In the forum thread below, which setting does the first post call a near-perfect setting for a terror attack?

- Document extract:
--- Begin ---

I don't agree. DallanC beat me to it. We'd have a problem on our hands even if we could keep a gun out of the hands of every person who shouldn't have one.

I'm personally way more scared of getting bombed than getting shot. I was thinking about it when I was in the midst of the crowd at the hunt expo - a near-perfect setting for a terror attack. If some crazy person decided to open fire there, I'd *probably* still get away. Odds of being one of the victims just aren't high when you consider the thousands of attendees there at any one time. Especially at a place where a significant portion of them are probably carrying concealed.

If a bomb went off, though... it's game over for everyone in the blast zone. If you look at global lists of terror attacks, gun attacks start to look pretty insignificant.

And no, that's not an excuse to throw our hands up in the air and do nothing at all about guns, but it is reason for me to believe that our primary weapons against terror attacks are increased security, mental health intervention, and maybe some societal change while we're at it. If someone has a strong enough desire to cause harm, they will find a way if not stopped.


----------



## wyogoob

*Testing, Testing*



DallanC said:


> It was in the Q&A at the end.
> 
> -DallanC


I'm thinking...Most of us only read posts in the last page of a thread so we should have a test, a quiz, like on every 5th page of any thread over 5 pages long. Maybe there'd be a question from each page. Always be a question on what was the original post was about. That's a tough one. If you don't get over a 70% grade you're locked out of the thread.

.


----------



## caddis8

This is sort of rhetorical, sort of not. I was reading a book and it had a quote of Mother Theresa answering the question of why she did what she did because there were more people that wouldn't receive her help than would, so basically why try? He answer was I made a difference to that person. We don't fill the ocean all at once, it's drop by drop.

Point is, explosions are more dangerous, as evidenced by DallanC in OKC. As mentioned earlier, I was involved in an explosion- not a bomb, but it hurt a lot of people. One of the scariest things ever to happen in my life. 

I don't buy the argument that criminals will be criminals so we can't do anything. I also don't buy the argument that we should blame guns for it. I don't buy the argument that it's a spoons's fault for being fat. That's hyperbole and unproductive. 

Gun control (or any other constitutional question) is insanely complex and I'm amazed that our Founding Father's (God bless them) were inspired to do what they did and write it the way they did. Free speech is free speech. Unreasonable search and seizure is still real. (FISA needs to be corralled), we have a right to bear arms. I'll fight for those rights as long as I breathe. I'll argue for those rights even if I disagree with the cause. 

However, this is real. I can't imagine the horror that parents went though on any shooting. I can't imagine the feelings that come with a son/daughter shot and killed or shot and wounded. We haven't walked in their shoes and I would imagine that some folks have a different perspective than we do. I think that perspective is absolutely valid and should be listened to. May not agree with it, but it should be heard.

There's a lot of smart people who have made some very valid arguments and I have learned a lot. 

But every mass killing and school shooting (I don't care if it's a shooting or a bomb) anywhere is too many. Vegas made me sick. Two mass shootings in Florida, the night club and the school, were absolutely horrible. There are too many to count, and that is a shame.

--- End ---

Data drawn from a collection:

--- Begin ---

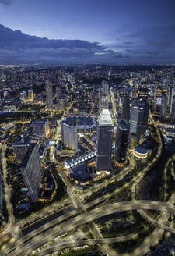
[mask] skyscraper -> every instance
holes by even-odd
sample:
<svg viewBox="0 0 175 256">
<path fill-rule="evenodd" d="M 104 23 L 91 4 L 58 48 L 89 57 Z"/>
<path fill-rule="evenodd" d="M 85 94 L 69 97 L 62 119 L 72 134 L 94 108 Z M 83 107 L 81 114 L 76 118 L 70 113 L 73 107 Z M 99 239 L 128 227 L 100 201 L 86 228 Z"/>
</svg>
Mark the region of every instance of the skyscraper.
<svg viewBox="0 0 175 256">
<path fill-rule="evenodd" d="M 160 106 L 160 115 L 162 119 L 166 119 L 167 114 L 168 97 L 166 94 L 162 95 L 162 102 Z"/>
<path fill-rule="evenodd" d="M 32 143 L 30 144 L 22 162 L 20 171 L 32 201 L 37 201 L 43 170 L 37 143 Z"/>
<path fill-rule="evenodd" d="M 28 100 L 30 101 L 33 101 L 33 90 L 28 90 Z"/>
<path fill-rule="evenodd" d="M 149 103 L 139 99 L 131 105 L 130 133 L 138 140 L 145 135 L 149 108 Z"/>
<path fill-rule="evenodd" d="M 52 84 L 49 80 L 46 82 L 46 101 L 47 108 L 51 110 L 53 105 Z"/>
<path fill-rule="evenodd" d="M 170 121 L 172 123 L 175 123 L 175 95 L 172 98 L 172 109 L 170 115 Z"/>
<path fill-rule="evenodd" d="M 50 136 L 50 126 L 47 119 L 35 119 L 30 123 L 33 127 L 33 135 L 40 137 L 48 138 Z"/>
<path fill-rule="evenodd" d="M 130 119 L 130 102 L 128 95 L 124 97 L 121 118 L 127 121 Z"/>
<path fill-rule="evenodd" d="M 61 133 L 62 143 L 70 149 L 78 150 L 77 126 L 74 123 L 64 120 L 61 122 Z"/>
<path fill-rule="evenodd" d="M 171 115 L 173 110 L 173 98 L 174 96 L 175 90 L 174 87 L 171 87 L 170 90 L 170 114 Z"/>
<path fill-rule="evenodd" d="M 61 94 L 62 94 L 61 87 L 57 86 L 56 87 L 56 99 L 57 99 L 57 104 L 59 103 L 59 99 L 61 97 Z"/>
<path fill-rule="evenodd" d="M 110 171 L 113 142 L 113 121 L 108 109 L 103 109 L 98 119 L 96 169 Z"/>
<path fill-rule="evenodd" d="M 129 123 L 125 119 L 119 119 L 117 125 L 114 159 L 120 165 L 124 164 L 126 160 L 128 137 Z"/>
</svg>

--- End ---

- Correct answer: The crowd at the hunt expo.